▶ [WHAT YOU HAVE TO DO] Would you count the lines in the material below that include the string "mountain"? Only the number is needed.

-- Opening Marker --

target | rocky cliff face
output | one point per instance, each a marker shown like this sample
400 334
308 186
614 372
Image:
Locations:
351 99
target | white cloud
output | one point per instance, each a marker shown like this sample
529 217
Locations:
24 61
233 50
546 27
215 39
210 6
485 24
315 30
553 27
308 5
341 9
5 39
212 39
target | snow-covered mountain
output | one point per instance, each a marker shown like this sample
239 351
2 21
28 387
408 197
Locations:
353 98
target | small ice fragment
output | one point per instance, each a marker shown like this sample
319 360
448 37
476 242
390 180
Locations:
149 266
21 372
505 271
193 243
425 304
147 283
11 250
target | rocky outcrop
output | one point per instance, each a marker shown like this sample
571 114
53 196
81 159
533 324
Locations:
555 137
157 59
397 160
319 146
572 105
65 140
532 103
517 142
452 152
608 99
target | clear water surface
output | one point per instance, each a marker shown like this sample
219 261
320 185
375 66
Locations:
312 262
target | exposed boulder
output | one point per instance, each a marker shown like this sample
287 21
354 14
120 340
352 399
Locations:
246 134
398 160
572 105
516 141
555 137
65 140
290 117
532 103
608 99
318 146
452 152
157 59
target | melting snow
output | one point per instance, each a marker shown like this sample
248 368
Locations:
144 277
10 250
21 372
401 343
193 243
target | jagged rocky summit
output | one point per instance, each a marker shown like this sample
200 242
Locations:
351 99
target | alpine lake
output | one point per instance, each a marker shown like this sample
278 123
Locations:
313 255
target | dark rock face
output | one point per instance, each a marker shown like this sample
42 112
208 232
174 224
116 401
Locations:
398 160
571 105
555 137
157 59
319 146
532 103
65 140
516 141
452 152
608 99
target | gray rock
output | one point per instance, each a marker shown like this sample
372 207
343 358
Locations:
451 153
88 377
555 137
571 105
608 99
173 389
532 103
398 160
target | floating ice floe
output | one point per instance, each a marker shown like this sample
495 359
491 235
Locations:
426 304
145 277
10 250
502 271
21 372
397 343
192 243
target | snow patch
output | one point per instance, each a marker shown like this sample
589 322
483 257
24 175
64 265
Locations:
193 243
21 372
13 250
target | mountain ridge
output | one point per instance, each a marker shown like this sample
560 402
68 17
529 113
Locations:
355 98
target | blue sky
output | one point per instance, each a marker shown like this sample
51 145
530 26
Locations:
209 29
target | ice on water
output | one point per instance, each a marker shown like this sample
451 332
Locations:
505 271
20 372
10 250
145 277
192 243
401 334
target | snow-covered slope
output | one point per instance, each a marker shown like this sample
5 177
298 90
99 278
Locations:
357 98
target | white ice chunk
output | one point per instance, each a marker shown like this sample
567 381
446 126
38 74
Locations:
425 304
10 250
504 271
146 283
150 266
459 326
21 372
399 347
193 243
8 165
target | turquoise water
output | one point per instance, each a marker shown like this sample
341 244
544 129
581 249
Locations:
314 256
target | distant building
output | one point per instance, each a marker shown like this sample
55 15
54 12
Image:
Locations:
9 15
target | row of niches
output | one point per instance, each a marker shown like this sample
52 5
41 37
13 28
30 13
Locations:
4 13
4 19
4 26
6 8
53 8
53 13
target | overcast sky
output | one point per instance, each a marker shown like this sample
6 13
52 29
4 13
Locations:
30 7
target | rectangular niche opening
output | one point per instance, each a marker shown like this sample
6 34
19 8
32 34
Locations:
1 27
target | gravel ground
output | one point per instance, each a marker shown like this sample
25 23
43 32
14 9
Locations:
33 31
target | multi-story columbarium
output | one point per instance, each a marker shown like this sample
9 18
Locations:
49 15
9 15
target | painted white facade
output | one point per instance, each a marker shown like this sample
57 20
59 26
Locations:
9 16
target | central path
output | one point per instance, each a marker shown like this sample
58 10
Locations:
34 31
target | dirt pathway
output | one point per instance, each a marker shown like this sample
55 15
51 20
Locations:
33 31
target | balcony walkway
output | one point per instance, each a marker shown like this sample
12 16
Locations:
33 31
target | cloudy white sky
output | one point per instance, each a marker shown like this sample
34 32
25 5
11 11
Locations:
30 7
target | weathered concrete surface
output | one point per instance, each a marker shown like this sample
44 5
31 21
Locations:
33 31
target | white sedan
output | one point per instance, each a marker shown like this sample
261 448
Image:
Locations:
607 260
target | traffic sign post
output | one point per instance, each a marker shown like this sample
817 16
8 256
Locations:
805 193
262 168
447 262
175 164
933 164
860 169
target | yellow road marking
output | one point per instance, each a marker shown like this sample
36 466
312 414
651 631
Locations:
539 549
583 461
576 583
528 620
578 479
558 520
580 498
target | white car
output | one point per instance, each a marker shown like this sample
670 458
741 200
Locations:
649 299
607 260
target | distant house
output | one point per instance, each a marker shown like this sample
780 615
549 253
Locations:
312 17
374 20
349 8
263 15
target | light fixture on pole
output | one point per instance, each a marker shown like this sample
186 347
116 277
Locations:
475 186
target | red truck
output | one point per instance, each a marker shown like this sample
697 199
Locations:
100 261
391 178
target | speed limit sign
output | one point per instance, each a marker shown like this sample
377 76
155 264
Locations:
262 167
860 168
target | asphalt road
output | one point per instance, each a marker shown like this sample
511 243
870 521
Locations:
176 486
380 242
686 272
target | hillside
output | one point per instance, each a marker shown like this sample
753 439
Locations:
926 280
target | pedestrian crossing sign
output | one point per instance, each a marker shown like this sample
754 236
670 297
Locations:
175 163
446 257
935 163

-- Closing Marker --

▶ [RESPONSE AREA] 2